* RECORD SET *

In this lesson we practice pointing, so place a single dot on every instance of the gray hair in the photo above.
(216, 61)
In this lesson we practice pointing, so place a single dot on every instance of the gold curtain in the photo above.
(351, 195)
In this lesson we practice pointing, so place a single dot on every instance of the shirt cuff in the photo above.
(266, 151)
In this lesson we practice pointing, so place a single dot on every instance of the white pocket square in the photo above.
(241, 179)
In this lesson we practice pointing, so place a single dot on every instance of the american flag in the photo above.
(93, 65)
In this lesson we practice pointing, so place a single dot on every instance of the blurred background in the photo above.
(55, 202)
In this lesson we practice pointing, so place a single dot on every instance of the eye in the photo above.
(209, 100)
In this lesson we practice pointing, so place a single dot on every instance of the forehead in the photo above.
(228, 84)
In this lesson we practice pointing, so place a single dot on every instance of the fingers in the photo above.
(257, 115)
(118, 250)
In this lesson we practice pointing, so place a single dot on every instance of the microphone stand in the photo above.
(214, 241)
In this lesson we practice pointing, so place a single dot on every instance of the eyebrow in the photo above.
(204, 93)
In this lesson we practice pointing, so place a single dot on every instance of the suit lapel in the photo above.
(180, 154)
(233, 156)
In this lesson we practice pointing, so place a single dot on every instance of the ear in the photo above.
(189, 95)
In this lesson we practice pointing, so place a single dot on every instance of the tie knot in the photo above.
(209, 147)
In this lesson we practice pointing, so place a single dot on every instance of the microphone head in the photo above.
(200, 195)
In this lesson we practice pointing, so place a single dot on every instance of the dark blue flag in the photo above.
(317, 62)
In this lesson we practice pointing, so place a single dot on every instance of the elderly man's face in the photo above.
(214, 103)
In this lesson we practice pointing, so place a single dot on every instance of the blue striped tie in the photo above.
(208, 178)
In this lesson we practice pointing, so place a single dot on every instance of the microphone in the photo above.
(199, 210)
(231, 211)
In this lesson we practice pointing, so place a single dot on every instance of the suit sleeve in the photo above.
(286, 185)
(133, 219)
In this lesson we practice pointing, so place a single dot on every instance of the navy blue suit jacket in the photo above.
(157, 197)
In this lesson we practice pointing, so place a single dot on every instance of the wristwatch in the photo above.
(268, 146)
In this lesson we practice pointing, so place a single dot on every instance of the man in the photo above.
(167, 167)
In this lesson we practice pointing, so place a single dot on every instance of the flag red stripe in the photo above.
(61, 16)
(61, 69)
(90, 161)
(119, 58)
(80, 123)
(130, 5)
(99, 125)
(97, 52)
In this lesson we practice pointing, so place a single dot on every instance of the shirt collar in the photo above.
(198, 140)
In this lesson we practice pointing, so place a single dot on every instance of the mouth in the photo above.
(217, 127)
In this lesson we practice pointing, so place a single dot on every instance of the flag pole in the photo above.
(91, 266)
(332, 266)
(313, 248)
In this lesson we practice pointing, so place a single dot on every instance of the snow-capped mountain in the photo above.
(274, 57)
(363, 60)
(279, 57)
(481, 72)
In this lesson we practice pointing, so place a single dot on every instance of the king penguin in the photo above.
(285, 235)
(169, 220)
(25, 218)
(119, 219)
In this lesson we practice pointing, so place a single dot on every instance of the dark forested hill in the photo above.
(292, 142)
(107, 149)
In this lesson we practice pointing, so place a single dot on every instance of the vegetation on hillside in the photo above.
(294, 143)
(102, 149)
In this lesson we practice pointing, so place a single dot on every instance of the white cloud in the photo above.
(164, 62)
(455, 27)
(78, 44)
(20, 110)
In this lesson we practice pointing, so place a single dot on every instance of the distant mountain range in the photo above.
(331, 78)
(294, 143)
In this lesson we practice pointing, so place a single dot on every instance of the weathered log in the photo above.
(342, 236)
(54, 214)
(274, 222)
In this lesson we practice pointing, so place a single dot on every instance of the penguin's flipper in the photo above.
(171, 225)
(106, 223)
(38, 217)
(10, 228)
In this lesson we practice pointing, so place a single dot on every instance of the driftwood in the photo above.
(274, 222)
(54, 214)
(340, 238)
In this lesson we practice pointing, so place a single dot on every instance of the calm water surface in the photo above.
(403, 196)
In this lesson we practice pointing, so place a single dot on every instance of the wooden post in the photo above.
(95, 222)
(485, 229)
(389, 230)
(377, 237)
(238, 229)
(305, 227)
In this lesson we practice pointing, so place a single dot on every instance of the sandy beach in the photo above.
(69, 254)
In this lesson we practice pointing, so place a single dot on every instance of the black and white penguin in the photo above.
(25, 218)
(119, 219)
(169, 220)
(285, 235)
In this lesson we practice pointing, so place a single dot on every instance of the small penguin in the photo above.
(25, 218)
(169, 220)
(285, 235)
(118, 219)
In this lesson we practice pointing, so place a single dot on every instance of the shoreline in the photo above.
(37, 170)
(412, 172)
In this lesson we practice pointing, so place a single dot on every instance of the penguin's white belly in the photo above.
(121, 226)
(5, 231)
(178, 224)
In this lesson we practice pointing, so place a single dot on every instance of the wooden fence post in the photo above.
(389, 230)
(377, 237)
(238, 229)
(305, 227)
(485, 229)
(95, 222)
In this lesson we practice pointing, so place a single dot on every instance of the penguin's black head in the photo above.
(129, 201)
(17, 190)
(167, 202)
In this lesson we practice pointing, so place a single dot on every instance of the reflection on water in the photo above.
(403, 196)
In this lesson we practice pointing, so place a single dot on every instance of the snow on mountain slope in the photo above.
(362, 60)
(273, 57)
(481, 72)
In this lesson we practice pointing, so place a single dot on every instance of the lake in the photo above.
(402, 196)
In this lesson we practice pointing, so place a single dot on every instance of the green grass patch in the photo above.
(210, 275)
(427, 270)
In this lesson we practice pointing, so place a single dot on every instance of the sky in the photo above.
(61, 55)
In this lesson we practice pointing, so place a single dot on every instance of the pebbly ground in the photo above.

* WHAT IS NEEDED *
Format every line of the listing above as a JSON list of strings, one string per line, leaving out blank lines.

* ANSWER *
[
  "In this lesson we practice pointing, so place a single dot on every instance of the gray hair in the photo above.",
  "(216, 61)",
  "In this lesson we practice pointing, so place a single dot on every instance of the gold curtain in the photo above.",
  "(351, 195)",
  "In this lesson we practice pointing, so place a single dot on every instance of the shirt cuff in the photo above.",
  "(266, 151)",
  "In this lesson we practice pointing, so place a single dot on every instance of the white pocket square in the photo above.",
  "(241, 179)",
  "In this lesson we practice pointing, so place a single dot on every instance of the american flag in the photo above.",
  "(93, 65)",
  "In this lesson we practice pointing, so place a single dot on every instance of the blurred background in the photo above.",
  "(55, 202)",
  "In this lesson we practice pointing, so place a single dot on every instance of the eye in the photo above.",
  "(209, 100)",
  "In this lesson we practice pointing, so place a single dot on every instance of the forehead in the photo above.",
  "(228, 84)",
  "In this lesson we practice pointing, so place a single dot on every instance of the fingers in the photo above.",
  "(257, 115)",
  "(118, 250)",
  "In this lesson we practice pointing, so place a single dot on every instance of the microphone stand in the photo above.",
  "(214, 241)",
  "In this lesson we practice pointing, so place a single dot on every instance of the eyebrow in the photo above.",
  "(204, 93)",
  "In this lesson we practice pointing, so place a single dot on every instance of the suit lapel in the photo above.",
  "(180, 154)",
  "(233, 156)",
  "In this lesson we practice pointing, so place a single dot on every instance of the ear in the photo above.",
  "(189, 95)",
  "In this lesson we practice pointing, so place a single dot on every instance of the tie knot in the photo above.",
  "(209, 147)",
  "In this lesson we practice pointing, so place a single dot on every instance of the microphone head in the photo above.",
  "(200, 195)",
  "In this lesson we practice pointing, so place a single dot on every instance of the dark blue flag in the photo above.",
  "(317, 62)",
  "In this lesson we practice pointing, so place a single dot on every instance of the elderly man's face in the photo above.",
  "(214, 103)",
  "In this lesson we practice pointing, so place a single dot on every instance of the blue striped tie in the photo above.",
  "(208, 178)",
  "In this lesson we practice pointing, so place a single dot on every instance of the microphone in the photo above.",
  "(199, 210)",
  "(231, 211)",
  "In this lesson we practice pointing, so place a single dot on every instance of the suit sleeve in the photo above.",
  "(286, 185)",
  "(133, 219)",
  "In this lesson we practice pointing, so place a single dot on every instance of the navy blue suit jacket in the photo above.",
  "(157, 197)",
  "In this lesson we practice pointing, so place a single dot on every instance of the wristwatch in the photo above.",
  "(268, 146)",
  "In this lesson we practice pointing, so place a single dot on every instance of the man in the photo above.",
  "(167, 167)",
  "In this lesson we practice pointing, so place a single dot on every instance of the flag red stripe in the photo above.",
  "(61, 16)",
  "(61, 69)",
  "(90, 161)",
  "(119, 58)",
  "(80, 123)",
  "(130, 5)",
  "(99, 125)",
  "(97, 52)",
  "In this lesson we practice pointing, so place a single dot on every instance of the shirt collar in the photo above.",
  "(198, 140)",
  "In this lesson we practice pointing, so place a single dot on every instance of the mouth in the photo above.",
  "(217, 127)",
  "In this lesson we practice pointing, so place a single dot on every instance of the flag pole in the photo above.",
  "(91, 266)",
  "(332, 266)",
  "(313, 248)",
  "In this lesson we practice pointing, so place a single dot on every instance of the snow-capped mountain in the photo above.",
  "(274, 57)",
  "(363, 60)",
  "(279, 57)",
  "(481, 72)",
  "In this lesson we practice pointing, so place a single dot on every instance of the king penguin in the photo above.",
  "(285, 235)",
  "(169, 220)",
  "(25, 218)",
  "(119, 219)",
  "In this lesson we practice pointing, so place a single dot on every instance of the dark forested hill in the photo above.",
  "(292, 142)",
  "(107, 149)",
  "In this lesson we practice pointing, so place a single dot on every instance of the vegetation on hillside in the photo above.",
  "(294, 143)",
  "(102, 149)",
  "In this lesson we practice pointing, so place a single dot on every instance of the white cloud in the photo above.",
  "(164, 62)",
  "(455, 27)",
  "(78, 44)",
  "(20, 110)",
  "In this lesson we practice pointing, so place a single dot on every instance of the distant mountain range in the photo above.",
  "(331, 78)",
  "(294, 143)",
  "In this lesson we practice pointing, so place a single dot on every instance of the weathered log in the photo above.",
  "(342, 236)",
  "(54, 214)",
  "(274, 222)",
  "In this lesson we practice pointing, so place a single dot on every instance of the penguin's flipper in the photo above.",
  "(171, 225)",
  "(106, 223)",
  "(38, 217)",
  "(10, 228)",
  "In this lesson we practice pointing, so place a single dot on every instance of the driftwood in the photo above.",
  "(274, 222)",
  "(54, 214)",
  "(340, 238)",
  "In this lesson we practice pointing, so place a single dot on every instance of the calm water surface in the photo above.",
  "(403, 196)",
  "In this lesson we practice pointing, so place a single dot on every instance of the wooden post in the photo above.",
  "(95, 222)",
  "(485, 229)",
  "(389, 230)",
  "(377, 237)",
  "(238, 229)",
  "(305, 227)",
  "In this lesson we practice pointing, so place a single dot on every instance of the sandy beach in the photo above.",
  "(69, 254)",
  "In this lesson we practice pointing, so place a single dot on every instance of the black and white penguin in the photo above.",
  "(25, 218)",
  "(119, 219)",
  "(169, 220)",
  "(285, 235)",
  "In this lesson we practice pointing, so place a single dot on every instance of the small penguin in the photo above.",
  "(25, 218)",
  "(169, 220)",
  "(285, 235)",
  "(118, 219)",
  "In this lesson we practice pointing, so place a single dot on every instance of the shoreline in the photo above.",
  "(37, 170)",
  "(412, 172)",
  "In this lesson we practice pointing, so place a single dot on every instance of the penguin's white belly in the photo above.",
  "(121, 226)",
  "(5, 231)",
  "(178, 224)",
  "In this lesson we practice pointing, so place a single dot on every instance of the wooden fence post in the photo above.",
  "(389, 230)",
  "(377, 237)",
  "(238, 229)",
  "(305, 227)",
  "(485, 229)",
  "(95, 222)",
  "In this lesson we practice pointing, so place a single dot on every instance of the penguin's black head in the photo above.",
  "(129, 201)",
  "(17, 190)",
  "(167, 202)",
  "In this lesson we practice pointing, so place a single dot on every instance of the reflection on water in the photo above.",
  "(403, 196)",
  "In this lesson we practice pointing, so place a single dot on every instance of the snow on mountain slope in the photo above.",
  "(362, 60)",
  "(273, 57)",
  "(481, 72)",
  "In this lesson we practice pointing, so place a single dot on every instance of the lake in the photo above.",
  "(402, 196)",
  "In this lesson we practice pointing, so place a single dot on every instance of the green grass patch in the photo above.",
  "(210, 275)",
  "(427, 270)",
  "In this lesson we practice pointing, so place a single dot on every instance of the sky in the photo above.",
  "(61, 55)",
  "In this lesson we practice pointing, so place a single dot on every instance of the pebbly ground in the photo above."
]